--- 所给材料 ---

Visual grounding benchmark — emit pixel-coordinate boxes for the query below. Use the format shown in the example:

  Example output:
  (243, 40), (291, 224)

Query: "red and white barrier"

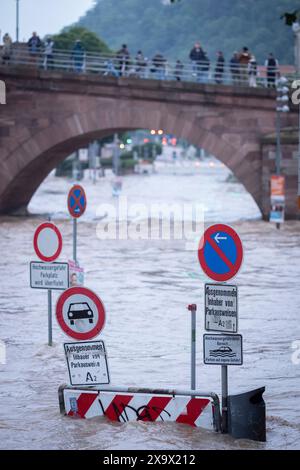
(59, 387), (219, 430)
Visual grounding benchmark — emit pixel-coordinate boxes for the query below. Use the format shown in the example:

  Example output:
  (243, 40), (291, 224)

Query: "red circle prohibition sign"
(68, 184), (86, 219)
(56, 287), (106, 341)
(33, 222), (62, 262)
(198, 224), (243, 282)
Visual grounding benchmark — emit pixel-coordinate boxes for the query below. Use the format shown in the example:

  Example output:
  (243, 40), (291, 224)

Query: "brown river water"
(0, 163), (300, 450)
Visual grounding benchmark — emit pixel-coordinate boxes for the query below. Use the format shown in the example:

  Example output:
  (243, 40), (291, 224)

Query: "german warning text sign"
(64, 341), (109, 385)
(204, 284), (238, 333)
(30, 261), (69, 290)
(203, 334), (243, 366)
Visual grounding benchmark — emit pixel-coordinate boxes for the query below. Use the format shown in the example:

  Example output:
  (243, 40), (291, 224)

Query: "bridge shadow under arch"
(0, 100), (261, 212)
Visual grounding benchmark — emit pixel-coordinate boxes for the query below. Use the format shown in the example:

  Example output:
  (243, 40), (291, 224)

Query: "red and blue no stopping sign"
(68, 184), (86, 218)
(198, 224), (243, 282)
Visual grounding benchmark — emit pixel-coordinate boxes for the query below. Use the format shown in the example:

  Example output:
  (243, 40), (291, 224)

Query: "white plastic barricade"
(59, 385), (220, 431)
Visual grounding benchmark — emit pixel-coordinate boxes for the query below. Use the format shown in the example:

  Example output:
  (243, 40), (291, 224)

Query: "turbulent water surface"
(0, 163), (300, 450)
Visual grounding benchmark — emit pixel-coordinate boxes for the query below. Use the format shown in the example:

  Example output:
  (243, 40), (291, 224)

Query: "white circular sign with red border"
(56, 287), (105, 341)
(33, 222), (62, 263)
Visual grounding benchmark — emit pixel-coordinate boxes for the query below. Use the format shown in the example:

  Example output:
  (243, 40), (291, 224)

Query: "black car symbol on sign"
(68, 302), (94, 325)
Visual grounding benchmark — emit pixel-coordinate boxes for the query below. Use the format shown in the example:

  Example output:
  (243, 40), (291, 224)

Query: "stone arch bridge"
(0, 66), (297, 217)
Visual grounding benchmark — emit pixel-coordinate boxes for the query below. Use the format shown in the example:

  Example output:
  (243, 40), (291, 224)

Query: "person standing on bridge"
(44, 37), (54, 70)
(239, 47), (251, 86)
(27, 31), (42, 57)
(117, 44), (130, 77)
(135, 51), (147, 78)
(2, 33), (12, 65)
(248, 55), (257, 88)
(265, 52), (279, 88)
(151, 52), (167, 80)
(189, 42), (205, 82)
(215, 51), (225, 84)
(72, 39), (85, 73)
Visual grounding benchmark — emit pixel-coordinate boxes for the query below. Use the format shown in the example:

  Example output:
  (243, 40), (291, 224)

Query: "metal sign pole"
(188, 304), (197, 390)
(221, 366), (228, 434)
(48, 289), (52, 346)
(73, 217), (77, 264)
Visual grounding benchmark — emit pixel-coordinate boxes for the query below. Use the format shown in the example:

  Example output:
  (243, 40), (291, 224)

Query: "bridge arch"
(0, 101), (261, 213)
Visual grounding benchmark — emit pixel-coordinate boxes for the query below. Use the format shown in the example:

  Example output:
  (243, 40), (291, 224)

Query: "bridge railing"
(1, 46), (296, 87)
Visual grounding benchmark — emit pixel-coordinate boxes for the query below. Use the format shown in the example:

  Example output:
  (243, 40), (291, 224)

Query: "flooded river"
(0, 162), (300, 450)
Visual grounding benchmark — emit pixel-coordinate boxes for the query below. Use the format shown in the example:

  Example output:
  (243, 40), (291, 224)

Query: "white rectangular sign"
(203, 335), (243, 366)
(64, 341), (110, 385)
(30, 261), (69, 290)
(204, 284), (238, 333)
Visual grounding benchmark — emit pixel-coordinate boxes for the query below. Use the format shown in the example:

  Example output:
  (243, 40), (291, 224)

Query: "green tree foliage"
(73, 0), (299, 63)
(53, 26), (110, 53)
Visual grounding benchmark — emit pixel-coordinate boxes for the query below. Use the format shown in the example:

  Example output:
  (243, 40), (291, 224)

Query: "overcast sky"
(0, 0), (94, 40)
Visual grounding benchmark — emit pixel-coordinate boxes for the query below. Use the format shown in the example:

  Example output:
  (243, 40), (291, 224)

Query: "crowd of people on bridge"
(2, 32), (280, 88)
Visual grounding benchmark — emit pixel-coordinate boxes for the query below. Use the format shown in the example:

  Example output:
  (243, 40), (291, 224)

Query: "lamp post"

---

> _练习要求_: 从上面的记录中筛选出含有字符串“arch”的每一行，并将这些行原样抄录下来。匹配时区分大小写。

> _本题结果_:
Query: "bridge shadow under arch"
Query: "stone arch bridge"
Query: "bridge arch"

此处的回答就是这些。